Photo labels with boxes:
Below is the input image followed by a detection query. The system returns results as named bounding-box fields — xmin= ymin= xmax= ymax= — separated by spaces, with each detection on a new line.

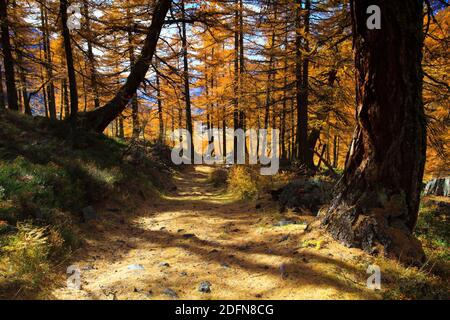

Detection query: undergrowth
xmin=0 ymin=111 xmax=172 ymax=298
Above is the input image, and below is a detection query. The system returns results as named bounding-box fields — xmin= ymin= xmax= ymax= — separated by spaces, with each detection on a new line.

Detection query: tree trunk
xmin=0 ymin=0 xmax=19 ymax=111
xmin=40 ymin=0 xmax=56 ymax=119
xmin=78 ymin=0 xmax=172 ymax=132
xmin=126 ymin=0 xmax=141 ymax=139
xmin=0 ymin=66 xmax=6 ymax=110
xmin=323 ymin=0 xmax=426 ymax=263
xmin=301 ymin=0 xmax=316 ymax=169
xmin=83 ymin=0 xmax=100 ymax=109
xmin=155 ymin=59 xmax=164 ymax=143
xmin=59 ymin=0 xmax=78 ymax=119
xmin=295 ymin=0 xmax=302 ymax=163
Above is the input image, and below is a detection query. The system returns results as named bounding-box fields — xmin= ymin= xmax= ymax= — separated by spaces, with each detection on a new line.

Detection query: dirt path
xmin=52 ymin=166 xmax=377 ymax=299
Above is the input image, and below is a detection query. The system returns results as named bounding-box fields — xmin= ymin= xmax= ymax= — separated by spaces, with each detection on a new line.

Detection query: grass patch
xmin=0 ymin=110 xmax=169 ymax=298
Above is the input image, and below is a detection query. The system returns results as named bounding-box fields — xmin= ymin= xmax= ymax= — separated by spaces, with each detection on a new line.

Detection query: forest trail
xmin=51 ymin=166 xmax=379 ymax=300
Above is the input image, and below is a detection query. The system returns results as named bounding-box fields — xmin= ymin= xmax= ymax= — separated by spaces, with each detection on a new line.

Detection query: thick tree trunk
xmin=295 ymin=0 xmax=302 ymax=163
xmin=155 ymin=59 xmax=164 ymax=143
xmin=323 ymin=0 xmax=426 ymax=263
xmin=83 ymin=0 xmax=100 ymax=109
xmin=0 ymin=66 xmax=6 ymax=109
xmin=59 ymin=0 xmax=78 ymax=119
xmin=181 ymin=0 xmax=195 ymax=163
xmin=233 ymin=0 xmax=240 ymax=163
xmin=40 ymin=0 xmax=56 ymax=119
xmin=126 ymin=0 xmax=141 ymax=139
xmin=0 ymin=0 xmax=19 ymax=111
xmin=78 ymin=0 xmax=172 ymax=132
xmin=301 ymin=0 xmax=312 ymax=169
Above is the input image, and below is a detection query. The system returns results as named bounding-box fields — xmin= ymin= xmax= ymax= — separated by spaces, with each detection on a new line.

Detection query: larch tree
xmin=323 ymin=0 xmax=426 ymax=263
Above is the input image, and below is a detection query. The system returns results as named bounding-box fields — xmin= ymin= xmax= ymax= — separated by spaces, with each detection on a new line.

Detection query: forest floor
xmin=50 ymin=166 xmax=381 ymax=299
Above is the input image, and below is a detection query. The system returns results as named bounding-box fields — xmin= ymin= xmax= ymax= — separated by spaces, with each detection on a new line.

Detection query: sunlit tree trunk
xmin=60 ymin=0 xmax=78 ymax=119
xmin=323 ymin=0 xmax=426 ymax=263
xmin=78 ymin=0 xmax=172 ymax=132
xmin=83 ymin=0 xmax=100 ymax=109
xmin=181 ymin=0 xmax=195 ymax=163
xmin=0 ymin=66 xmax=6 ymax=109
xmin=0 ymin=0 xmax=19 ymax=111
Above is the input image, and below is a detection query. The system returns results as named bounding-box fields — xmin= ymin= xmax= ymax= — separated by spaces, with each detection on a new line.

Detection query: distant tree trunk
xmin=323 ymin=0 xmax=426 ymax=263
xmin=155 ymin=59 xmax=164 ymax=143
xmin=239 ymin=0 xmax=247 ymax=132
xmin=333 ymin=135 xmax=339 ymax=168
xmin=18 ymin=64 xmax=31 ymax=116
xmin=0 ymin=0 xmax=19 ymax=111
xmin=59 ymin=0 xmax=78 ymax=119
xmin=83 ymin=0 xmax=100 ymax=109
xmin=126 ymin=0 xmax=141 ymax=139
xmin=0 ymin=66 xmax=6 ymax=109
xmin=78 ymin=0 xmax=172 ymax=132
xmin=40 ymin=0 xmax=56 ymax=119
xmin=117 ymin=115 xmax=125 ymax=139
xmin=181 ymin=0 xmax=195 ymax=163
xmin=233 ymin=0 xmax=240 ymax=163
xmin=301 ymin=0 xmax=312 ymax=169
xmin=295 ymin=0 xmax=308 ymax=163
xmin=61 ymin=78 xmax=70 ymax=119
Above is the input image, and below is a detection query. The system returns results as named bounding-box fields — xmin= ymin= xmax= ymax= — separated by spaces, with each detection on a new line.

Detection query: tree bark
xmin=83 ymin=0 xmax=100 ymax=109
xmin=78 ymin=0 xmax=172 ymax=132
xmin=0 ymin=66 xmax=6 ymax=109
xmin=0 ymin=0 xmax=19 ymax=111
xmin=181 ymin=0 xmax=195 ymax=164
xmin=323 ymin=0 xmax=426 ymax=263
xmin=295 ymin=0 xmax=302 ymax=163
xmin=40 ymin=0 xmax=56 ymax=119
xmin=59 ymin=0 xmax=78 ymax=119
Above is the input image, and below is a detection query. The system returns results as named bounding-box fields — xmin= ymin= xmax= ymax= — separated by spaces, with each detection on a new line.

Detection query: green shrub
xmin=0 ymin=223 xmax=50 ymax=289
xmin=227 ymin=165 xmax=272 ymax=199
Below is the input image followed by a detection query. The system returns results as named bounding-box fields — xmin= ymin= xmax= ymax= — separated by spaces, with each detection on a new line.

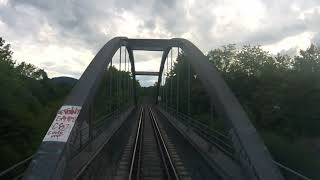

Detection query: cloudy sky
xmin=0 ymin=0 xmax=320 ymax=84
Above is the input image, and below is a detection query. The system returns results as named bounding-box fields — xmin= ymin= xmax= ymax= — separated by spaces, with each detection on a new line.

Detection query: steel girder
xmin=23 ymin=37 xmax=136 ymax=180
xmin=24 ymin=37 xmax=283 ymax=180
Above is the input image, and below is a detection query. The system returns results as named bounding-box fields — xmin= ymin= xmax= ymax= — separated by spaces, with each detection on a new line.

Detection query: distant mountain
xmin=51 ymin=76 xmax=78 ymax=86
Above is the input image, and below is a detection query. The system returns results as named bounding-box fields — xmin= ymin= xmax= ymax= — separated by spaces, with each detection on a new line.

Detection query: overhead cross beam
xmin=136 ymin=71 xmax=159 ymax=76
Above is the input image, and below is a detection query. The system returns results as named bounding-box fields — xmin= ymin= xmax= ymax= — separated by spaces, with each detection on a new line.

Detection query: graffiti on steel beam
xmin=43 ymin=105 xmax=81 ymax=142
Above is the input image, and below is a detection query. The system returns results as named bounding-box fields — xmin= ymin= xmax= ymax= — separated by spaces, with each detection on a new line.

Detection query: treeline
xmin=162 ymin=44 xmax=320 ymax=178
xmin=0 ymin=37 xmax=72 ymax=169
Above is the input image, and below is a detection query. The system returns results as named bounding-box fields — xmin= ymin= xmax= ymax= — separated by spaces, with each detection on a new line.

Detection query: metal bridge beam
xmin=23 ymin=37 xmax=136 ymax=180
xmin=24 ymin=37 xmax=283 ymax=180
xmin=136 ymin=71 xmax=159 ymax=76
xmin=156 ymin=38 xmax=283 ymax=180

STATED TASK:
Count how many lines in the material above contain the word "distant", matching case exactly, and give only the number.

IN RESPONSE:
2